• TRECHO FORNECIDO:
########

6 O NÚCLEO ESPECIAL CRIMINAL COMO INSTRUMENTO DE RESOLUÇÃO DE CONFLITOS PELA POLÍCIA CIVIL DE SÃO PAULO
Na esteira do Delegado de Polícia Dr. Clóves Rodrigues da Costa, o Dr. Licurgo Nunes Costa, Delegado de Polícia Diretor do DEINTER – 4 (Bauru), criou o Núcleo Especial Criminal. Trata-se de uma unidade de polícia especializada em Termos Circunstanciados (BLAZECK, 2013, p. 156). Fê-lo por meio da Portaria n° 06/DEINTER-4, de 15 de dezembro de 2009. Os principais motivos desta iniciativa foram minorar os efeitos na dificuldade de se aplicar a Lei n° 9.099/95, bem como ofertar à sociedade um serviço público mais adequado no que se refere às infrações penais de menor potencial ofensivo. (BLAZECK, loc. cit.) Vale dizer, mencionada iniciativa relaciona-se à conciliação realizada pelo delegado de polícia no que tange às referidas infrações penais.

########

Copie, sem qualquer alteração, tudo o que consta no texto sobre o Núcleo Especial Criminal desde "6 O NÚCLEO ESPECIAL" até "referidas infrações penais.". Os registros não desempenham papel algum aqui.

• INFORMAÇÕES FORNECIDAS:

########

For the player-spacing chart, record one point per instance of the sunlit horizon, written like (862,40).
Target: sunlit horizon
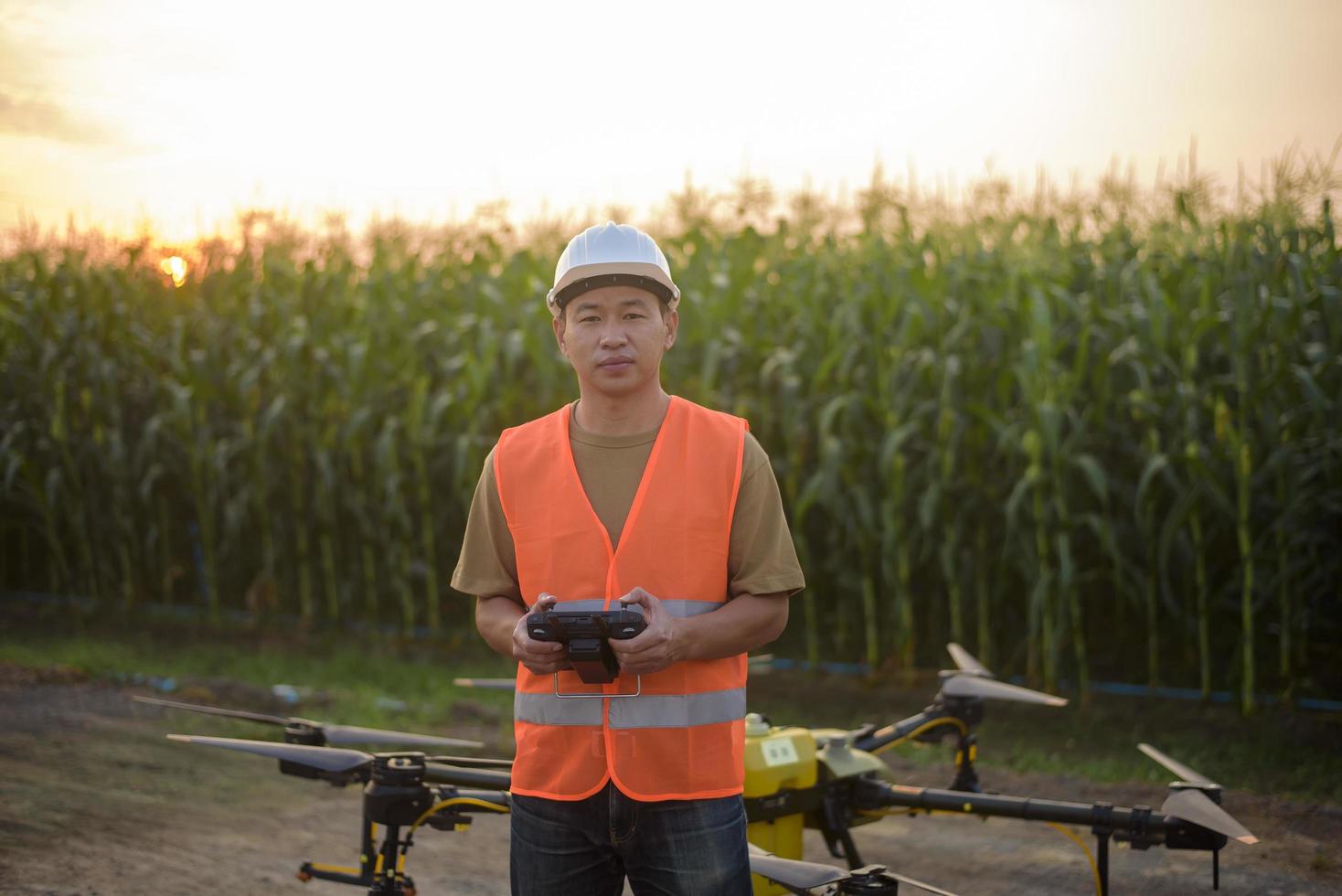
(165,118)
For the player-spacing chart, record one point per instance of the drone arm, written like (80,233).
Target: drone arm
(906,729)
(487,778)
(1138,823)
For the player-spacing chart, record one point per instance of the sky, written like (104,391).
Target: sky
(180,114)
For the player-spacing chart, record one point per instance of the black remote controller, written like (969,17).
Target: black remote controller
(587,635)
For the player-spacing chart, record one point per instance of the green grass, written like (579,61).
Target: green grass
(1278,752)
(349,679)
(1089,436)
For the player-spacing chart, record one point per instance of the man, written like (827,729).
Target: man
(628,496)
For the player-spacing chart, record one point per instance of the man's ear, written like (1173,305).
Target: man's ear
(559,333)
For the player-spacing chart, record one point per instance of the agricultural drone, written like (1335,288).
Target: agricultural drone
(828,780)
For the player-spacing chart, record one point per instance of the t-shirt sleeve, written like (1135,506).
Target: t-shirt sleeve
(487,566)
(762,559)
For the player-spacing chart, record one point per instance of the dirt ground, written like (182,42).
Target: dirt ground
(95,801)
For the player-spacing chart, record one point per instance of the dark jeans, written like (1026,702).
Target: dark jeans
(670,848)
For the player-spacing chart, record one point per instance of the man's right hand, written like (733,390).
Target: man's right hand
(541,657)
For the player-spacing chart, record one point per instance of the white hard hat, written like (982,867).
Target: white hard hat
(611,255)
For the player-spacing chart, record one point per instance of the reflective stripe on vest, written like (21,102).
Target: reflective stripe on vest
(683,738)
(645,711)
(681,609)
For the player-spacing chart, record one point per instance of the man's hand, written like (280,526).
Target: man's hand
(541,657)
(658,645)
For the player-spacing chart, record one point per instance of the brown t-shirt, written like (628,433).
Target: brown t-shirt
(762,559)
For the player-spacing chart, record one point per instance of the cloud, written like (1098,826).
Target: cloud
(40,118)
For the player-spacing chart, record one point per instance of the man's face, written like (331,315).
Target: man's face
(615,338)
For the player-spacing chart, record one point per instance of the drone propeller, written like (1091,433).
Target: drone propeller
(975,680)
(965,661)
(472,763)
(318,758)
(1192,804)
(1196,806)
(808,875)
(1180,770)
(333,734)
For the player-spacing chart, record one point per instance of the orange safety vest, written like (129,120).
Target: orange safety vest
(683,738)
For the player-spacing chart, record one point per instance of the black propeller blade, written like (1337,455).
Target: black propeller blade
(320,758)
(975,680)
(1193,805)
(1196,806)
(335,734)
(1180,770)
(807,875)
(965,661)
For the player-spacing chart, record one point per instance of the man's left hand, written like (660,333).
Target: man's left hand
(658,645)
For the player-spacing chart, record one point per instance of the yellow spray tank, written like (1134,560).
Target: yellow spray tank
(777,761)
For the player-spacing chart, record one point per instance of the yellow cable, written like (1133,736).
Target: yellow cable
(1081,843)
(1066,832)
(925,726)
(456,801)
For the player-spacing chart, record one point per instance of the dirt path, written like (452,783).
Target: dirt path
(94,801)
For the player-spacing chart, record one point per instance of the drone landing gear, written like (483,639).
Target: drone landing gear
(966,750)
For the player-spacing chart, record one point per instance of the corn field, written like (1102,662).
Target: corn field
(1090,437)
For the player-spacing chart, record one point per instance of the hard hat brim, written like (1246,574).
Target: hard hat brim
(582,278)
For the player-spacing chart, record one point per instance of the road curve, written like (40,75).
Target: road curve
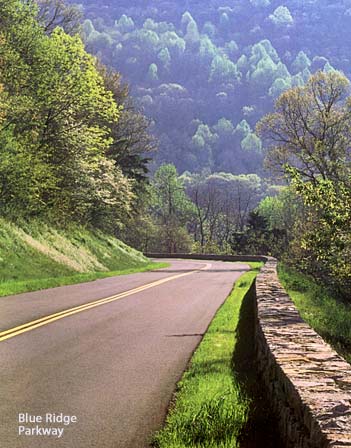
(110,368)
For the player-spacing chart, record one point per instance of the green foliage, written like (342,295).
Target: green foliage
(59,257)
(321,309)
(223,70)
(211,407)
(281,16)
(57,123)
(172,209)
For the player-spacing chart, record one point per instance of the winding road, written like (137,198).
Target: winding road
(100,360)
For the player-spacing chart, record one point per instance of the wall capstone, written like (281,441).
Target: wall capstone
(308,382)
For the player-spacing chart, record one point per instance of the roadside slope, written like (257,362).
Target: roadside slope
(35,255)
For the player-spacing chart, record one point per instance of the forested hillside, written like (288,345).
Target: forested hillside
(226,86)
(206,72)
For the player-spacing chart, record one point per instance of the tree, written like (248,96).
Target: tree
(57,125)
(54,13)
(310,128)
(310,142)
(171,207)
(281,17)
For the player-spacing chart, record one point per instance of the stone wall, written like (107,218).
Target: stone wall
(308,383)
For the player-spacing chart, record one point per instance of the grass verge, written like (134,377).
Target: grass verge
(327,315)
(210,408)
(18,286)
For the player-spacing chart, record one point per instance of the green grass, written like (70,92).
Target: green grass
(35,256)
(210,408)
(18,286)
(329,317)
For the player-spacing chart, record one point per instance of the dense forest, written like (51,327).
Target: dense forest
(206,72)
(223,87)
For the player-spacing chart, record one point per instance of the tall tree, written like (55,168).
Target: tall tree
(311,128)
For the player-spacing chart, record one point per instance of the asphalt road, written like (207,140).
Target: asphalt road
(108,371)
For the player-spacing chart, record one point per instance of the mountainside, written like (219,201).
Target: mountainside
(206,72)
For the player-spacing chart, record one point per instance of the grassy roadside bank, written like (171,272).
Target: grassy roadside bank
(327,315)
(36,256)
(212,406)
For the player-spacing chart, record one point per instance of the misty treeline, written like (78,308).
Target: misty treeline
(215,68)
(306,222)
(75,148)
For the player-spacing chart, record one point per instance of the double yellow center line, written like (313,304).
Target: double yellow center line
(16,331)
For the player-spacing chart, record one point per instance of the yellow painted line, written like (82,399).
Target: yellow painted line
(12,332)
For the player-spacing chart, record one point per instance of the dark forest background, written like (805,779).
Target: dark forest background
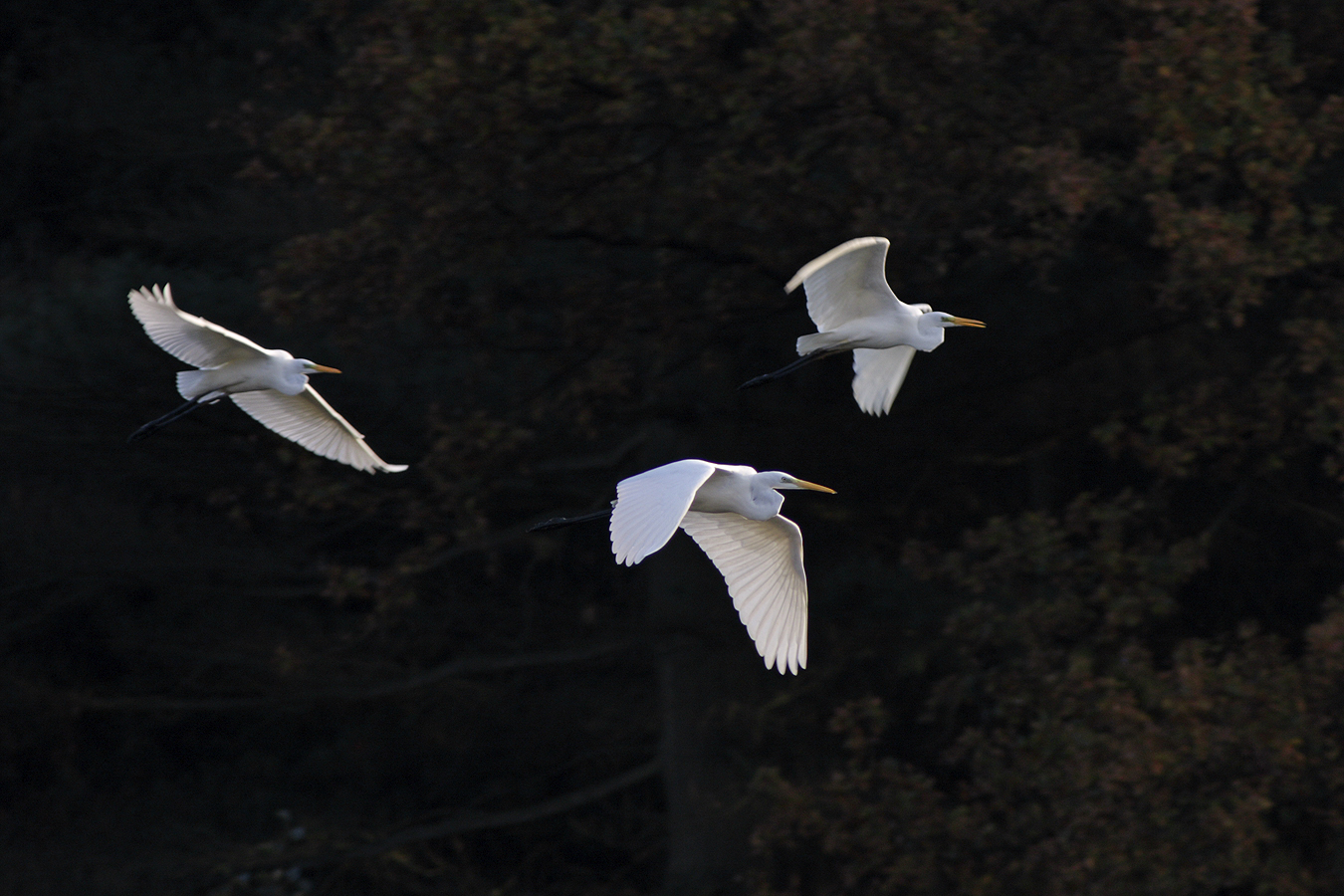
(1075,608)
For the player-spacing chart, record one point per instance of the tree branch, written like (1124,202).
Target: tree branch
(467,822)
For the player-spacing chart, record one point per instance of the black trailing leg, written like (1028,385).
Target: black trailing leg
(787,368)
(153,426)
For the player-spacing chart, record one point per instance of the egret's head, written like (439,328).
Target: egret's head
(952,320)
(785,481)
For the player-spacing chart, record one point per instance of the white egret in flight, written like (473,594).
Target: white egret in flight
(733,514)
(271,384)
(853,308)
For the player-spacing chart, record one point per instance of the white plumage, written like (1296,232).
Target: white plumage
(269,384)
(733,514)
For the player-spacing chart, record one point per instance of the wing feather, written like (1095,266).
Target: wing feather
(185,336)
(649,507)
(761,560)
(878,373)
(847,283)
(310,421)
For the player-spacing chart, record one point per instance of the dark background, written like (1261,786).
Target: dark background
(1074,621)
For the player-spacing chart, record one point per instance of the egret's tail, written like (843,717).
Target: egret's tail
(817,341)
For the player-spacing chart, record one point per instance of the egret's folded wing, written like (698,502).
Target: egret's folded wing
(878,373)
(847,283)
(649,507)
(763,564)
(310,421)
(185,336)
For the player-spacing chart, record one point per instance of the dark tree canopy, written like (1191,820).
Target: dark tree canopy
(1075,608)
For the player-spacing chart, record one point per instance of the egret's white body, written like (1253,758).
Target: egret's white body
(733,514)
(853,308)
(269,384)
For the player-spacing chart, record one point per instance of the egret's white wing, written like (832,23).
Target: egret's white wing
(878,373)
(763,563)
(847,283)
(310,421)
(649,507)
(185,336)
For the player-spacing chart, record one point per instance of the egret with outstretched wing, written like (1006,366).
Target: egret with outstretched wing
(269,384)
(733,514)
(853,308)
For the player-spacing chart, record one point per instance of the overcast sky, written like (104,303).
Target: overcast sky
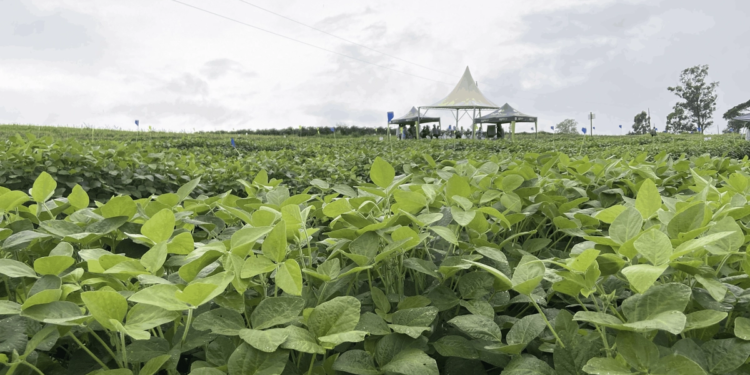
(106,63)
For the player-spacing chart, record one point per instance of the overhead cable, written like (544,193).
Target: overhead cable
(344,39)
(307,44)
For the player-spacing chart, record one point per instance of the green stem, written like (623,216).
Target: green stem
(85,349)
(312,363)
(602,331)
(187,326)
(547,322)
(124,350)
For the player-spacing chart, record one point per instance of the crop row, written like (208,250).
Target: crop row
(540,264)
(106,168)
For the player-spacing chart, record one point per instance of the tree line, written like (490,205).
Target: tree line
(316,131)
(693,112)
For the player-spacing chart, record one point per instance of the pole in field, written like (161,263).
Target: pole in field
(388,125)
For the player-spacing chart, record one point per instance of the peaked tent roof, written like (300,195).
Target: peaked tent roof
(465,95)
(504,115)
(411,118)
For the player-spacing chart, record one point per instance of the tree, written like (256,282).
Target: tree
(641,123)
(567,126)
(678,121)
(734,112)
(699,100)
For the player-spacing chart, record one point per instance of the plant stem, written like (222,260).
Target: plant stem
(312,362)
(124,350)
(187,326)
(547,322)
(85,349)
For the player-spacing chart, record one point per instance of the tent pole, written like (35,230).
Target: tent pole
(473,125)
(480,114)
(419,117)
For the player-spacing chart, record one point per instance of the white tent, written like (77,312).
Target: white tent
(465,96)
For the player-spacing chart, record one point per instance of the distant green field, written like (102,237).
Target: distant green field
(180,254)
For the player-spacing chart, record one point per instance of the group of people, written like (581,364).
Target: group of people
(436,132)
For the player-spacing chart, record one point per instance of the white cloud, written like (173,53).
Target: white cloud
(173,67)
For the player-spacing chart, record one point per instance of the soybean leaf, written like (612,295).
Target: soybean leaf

########

• RESULTADO DA TAREFA:
6 O NÚCLEO ESPECIAL CRIMINAL COMO INSTRUMENTO DE RESOLUÇÃO DE CONFLITOS PELA POLÍCIA CIVIL DE SÃO PAULO
Na esteira do Delegado de Polícia Dr. Clóves Rodrigues da Costa, o Dr. Licurgo Nunes Costa, Delegado de Polícia Diretor do DEINTER – 4 (Bauru), criou o Núcleo Especial Criminal. Trata-se de uma unidade de polícia especializada em Termos Circunstanciados (BLAZECK, 2013, p. 156). Fê-lo por meio da Portaria n° 06/DEINTER-4, de 15 de dezembro de 2009. Os principais motivos desta iniciativa foram minorar os efeitos na dificuldade de se aplicar a Lei n° 9.099/95, bem como ofertar à sociedade um serviço público mais adequado no que se refere às infrações penais de menor potencial ofensivo. (BLAZECK, loc. cit.) Vale dizer, mencionada iniciativa relaciona-se à conciliação realizada pelo delegado de polícia no que tange às referidas infrações penais.